Which lines below hold the word "every"? Copy all of them.

○ ○ ○ ○

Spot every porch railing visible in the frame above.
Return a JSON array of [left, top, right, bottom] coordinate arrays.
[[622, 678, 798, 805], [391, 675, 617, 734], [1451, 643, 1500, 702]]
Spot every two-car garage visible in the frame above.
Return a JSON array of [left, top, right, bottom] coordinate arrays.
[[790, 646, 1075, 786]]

○ ○ ○ ○

* Solution to this exercise:
Spot every porch railing visible in the frame above.
Spot every two-car garage visible in the frame above.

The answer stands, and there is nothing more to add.